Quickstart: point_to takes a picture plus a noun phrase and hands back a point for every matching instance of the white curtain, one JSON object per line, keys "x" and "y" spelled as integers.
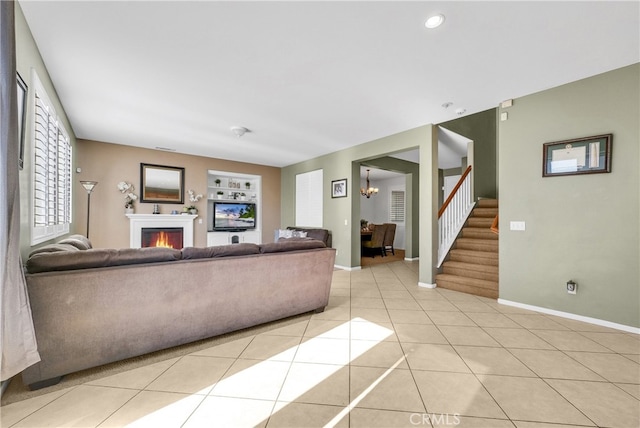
{"x": 19, "y": 349}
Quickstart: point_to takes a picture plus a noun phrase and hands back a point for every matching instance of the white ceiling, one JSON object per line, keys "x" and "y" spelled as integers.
{"x": 309, "y": 78}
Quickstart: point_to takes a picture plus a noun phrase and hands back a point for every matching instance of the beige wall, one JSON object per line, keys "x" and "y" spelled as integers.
{"x": 585, "y": 227}
{"x": 108, "y": 164}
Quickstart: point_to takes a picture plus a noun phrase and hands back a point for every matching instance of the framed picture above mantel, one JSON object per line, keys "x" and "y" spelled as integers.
{"x": 161, "y": 184}
{"x": 589, "y": 155}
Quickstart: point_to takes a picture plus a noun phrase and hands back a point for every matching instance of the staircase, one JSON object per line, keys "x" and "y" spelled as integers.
{"x": 472, "y": 266}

+ + + + +

Lay out all of the data above as a Markdown table with two columns, Row and Entry, numbering each line and skipping blank lines. Leave out the pictures.

| Row | Entry |
|---|---|
| 1 | Quickstart: point_to takes a picture plus a noun phrase and hands back a point for every matching instance of the white curtain, one JSON object per line, keys "x" and "y" spelled as integers. |
| 2 | {"x": 19, "y": 349} |
| 3 | Quickstart: point_to takes a picture plus a noun phrase and hands back a point for every matching instance of the white ceiling, one JSON object per line, keys "x" and "y" spelled as integers. |
| 4 | {"x": 309, "y": 78} |
| 5 | Quickstart: point_to takes a picture plus a noun phrase and hands back a point for every matching instance of the beige wall, one JSON object per line, keys "x" and "y" spelled as integers. |
| 6 | {"x": 585, "y": 227} |
| 7 | {"x": 108, "y": 164} |
| 8 | Quickstart: point_to takes a picture plus a noun phrase and hands back a point for every matching instance of the framed picture above mantel, one JSON object per line, keys "x" and "y" spelled as integers. |
| 9 | {"x": 161, "y": 184} |
| 10 | {"x": 589, "y": 155} |
| 11 | Quickstart: point_to takes a picture plus a noun phrase and hands back a point for every matching instance of the staircase, one JSON object per line, keys "x" and "y" spelled as integers. |
| 12 | {"x": 472, "y": 266} |